→ **What to work on**:
Lines from the top of the listing down to the one with "pixel 63 349", inclusive, are to be copied exactly.

→ **Information provided**:
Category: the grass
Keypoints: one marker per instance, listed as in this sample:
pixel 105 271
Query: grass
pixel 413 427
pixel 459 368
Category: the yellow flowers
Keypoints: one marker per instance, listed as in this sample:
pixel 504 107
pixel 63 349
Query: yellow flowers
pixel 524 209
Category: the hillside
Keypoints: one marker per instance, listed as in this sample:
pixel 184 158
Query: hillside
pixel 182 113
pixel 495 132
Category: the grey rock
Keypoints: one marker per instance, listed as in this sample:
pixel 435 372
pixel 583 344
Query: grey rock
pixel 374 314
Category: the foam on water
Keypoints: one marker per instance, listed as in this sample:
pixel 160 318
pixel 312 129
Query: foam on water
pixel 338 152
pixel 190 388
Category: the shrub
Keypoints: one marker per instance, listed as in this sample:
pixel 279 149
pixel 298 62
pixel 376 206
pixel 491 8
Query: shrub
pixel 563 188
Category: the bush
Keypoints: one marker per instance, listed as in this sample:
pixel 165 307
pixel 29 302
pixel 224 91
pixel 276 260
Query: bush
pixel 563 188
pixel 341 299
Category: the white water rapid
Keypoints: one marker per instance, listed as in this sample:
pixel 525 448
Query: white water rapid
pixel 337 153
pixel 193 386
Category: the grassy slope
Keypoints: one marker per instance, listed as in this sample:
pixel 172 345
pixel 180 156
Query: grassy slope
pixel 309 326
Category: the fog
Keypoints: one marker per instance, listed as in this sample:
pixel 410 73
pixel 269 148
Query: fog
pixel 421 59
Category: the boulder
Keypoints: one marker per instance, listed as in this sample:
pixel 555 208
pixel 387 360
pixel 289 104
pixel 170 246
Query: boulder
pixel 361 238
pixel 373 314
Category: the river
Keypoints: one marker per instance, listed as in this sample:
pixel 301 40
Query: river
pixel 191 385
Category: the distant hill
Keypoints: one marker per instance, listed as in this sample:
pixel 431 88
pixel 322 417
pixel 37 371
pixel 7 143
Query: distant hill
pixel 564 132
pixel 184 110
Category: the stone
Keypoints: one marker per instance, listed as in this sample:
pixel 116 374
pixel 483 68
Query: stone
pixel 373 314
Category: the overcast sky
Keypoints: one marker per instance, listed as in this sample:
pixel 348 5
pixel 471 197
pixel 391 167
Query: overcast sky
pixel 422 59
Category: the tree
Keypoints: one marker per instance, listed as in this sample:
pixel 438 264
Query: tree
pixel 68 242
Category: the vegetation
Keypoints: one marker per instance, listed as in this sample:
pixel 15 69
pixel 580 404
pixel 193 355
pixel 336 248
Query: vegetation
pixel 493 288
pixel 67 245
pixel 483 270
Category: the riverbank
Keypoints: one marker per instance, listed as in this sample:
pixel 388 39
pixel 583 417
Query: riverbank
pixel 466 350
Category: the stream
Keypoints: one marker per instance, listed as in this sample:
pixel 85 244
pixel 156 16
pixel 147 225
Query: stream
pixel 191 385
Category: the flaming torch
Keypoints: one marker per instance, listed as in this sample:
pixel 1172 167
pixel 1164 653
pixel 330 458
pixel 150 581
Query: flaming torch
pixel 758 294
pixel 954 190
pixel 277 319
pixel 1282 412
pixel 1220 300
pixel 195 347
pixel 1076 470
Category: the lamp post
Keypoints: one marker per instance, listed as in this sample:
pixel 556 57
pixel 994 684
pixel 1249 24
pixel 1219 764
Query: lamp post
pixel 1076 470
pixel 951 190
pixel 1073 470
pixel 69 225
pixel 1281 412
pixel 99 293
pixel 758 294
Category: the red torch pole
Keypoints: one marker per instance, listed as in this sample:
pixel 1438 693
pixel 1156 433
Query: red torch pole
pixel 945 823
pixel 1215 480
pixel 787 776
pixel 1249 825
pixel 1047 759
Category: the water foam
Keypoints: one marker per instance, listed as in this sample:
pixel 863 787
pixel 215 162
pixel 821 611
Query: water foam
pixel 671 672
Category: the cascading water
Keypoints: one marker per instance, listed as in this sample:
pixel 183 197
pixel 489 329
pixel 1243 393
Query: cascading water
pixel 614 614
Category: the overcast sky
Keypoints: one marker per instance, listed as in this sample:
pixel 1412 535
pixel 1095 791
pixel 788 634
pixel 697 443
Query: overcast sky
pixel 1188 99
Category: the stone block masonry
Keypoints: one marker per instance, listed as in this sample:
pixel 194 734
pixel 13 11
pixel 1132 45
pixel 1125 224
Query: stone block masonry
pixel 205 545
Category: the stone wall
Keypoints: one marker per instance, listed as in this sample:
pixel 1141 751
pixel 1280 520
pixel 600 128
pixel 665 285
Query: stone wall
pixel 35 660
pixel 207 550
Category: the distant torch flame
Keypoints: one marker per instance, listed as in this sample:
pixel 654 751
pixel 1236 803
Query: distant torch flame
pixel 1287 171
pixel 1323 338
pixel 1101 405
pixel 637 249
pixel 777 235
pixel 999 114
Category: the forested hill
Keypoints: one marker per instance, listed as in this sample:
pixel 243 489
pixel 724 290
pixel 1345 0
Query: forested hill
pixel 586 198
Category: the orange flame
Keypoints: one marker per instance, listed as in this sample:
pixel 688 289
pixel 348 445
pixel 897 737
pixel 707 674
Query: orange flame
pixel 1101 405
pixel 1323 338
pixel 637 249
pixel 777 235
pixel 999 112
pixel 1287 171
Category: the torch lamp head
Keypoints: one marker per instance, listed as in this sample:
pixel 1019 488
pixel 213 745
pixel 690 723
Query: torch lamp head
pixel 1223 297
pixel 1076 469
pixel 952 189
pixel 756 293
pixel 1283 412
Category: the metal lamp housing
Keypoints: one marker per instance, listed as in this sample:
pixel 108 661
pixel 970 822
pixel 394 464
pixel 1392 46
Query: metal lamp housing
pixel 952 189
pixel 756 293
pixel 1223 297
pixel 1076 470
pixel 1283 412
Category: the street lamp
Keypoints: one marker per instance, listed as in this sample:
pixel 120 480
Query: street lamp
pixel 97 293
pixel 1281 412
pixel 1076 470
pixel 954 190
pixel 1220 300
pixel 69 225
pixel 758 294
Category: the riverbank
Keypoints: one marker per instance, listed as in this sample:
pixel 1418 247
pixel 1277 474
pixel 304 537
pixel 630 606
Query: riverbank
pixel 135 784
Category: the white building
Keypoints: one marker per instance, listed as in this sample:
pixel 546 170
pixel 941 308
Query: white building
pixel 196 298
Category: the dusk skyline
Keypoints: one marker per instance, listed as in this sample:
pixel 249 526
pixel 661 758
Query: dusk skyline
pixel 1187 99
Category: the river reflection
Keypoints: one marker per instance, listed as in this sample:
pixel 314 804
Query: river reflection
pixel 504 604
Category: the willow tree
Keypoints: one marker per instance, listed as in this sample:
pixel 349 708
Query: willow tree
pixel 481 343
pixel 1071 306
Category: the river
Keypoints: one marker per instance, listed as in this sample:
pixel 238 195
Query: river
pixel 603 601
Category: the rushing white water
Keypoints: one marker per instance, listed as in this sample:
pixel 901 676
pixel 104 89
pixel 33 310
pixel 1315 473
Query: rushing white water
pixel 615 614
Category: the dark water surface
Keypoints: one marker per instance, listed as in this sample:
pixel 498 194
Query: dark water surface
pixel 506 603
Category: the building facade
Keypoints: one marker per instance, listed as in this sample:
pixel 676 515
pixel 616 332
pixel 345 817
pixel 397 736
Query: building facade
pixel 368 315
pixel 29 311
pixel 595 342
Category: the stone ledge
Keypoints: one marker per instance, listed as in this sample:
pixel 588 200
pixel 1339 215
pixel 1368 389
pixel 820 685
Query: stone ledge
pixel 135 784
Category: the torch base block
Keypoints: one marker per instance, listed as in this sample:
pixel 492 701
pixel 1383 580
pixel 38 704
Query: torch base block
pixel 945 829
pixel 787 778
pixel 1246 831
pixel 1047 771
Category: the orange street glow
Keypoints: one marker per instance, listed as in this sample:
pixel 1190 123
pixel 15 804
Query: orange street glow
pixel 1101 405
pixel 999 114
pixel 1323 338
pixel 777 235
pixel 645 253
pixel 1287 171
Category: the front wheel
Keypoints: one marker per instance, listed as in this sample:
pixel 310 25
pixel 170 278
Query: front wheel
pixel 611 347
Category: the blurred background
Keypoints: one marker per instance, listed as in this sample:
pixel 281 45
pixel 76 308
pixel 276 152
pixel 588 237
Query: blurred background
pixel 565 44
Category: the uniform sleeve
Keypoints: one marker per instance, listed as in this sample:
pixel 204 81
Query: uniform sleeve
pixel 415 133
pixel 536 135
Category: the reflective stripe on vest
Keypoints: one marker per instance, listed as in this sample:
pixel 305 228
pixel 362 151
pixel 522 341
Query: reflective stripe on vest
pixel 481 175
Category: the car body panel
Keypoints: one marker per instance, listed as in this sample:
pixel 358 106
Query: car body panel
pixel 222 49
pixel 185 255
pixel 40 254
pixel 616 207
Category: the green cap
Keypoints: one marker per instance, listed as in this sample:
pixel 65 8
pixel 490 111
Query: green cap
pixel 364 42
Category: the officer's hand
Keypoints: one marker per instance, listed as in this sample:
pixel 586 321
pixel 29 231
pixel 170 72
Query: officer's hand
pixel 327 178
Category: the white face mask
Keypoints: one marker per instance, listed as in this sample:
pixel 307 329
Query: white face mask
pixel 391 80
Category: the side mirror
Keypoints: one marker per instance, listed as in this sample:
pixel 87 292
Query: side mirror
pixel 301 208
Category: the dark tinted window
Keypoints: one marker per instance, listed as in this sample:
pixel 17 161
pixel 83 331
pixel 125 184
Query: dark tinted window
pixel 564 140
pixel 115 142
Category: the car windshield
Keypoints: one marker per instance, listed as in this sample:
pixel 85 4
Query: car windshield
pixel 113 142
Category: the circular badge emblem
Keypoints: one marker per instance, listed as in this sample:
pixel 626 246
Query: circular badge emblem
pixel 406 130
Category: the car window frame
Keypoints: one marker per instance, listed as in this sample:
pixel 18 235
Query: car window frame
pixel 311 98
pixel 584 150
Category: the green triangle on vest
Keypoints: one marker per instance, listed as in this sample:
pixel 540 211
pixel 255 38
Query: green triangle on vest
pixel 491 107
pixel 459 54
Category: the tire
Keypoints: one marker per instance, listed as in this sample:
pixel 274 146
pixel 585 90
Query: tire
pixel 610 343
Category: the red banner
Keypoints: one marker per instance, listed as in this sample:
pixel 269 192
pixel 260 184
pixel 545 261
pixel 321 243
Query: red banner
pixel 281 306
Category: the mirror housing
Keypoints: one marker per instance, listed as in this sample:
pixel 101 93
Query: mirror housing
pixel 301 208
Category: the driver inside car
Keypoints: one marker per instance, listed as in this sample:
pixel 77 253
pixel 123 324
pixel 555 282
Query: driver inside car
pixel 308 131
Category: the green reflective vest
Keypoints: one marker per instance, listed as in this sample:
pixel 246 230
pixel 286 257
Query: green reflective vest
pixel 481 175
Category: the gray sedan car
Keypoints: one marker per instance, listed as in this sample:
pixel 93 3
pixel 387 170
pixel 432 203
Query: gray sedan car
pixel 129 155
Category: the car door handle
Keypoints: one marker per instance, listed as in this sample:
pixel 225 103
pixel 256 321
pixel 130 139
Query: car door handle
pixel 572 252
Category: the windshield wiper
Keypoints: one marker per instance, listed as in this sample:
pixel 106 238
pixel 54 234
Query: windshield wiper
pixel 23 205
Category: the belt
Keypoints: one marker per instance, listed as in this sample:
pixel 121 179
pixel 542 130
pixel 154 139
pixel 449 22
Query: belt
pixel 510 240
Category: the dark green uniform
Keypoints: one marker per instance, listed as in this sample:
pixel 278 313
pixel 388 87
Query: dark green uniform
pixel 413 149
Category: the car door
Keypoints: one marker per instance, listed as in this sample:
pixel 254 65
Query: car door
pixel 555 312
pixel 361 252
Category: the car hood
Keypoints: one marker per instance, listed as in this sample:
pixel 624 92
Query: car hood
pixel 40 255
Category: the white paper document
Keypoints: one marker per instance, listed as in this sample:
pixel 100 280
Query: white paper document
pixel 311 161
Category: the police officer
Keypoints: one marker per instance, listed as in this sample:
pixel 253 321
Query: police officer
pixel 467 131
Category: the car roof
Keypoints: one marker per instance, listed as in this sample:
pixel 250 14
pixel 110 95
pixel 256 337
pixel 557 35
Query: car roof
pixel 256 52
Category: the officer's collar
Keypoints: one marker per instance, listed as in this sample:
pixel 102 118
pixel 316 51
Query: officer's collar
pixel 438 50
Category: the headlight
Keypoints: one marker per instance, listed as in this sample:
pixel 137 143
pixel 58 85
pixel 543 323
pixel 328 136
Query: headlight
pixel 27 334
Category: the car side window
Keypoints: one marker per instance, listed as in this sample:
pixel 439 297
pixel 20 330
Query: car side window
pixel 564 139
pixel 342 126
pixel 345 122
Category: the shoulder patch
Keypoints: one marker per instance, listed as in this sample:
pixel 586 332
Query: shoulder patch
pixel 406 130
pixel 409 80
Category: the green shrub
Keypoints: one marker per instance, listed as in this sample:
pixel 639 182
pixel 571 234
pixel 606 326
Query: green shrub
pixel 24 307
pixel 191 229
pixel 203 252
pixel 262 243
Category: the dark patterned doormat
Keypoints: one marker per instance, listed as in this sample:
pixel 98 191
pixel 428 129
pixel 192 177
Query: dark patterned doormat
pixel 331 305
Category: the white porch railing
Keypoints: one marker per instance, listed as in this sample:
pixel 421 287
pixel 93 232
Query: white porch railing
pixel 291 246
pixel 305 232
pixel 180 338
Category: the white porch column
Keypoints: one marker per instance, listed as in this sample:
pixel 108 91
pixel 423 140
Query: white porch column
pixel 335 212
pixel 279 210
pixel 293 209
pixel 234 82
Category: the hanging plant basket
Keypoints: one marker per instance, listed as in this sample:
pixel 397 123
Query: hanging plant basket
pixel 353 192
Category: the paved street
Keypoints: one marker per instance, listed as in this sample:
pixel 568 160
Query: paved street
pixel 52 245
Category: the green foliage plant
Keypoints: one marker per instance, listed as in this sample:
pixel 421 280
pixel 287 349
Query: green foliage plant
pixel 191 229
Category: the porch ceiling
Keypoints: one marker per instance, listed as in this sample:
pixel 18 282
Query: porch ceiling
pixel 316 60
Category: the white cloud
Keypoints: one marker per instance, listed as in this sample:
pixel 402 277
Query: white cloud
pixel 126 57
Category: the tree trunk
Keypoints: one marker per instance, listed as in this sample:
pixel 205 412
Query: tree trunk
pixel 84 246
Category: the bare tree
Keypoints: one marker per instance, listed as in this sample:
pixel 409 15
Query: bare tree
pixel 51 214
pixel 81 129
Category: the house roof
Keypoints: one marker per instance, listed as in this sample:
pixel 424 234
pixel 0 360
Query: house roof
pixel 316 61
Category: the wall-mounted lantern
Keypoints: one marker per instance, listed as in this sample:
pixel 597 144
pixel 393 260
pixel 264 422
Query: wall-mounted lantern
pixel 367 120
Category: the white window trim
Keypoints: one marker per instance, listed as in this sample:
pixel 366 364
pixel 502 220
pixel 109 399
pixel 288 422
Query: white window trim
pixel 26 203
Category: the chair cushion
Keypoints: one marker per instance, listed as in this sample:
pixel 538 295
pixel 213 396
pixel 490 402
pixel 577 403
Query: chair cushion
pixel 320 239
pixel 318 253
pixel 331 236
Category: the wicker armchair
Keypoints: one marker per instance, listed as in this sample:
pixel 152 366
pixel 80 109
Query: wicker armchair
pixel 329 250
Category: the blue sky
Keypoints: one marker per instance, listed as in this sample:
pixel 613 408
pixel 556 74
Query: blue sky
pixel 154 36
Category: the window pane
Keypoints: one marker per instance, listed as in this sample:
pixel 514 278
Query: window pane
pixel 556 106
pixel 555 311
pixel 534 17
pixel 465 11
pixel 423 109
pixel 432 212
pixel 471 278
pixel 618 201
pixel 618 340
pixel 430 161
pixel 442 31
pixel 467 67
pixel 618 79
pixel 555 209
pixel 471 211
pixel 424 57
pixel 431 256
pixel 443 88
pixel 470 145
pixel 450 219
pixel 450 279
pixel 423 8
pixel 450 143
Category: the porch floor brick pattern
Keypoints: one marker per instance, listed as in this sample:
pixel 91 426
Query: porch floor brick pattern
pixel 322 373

→ **Output of the task**:
Category: the grass
Keypoints: one marker per instance, listed as in this sample:
pixel 105 271
Query: grass
pixel 413 427
pixel 459 368
Category: the yellow flowers
Keypoints: one marker per instance, listed as in this sample:
pixel 504 107
pixel 63 349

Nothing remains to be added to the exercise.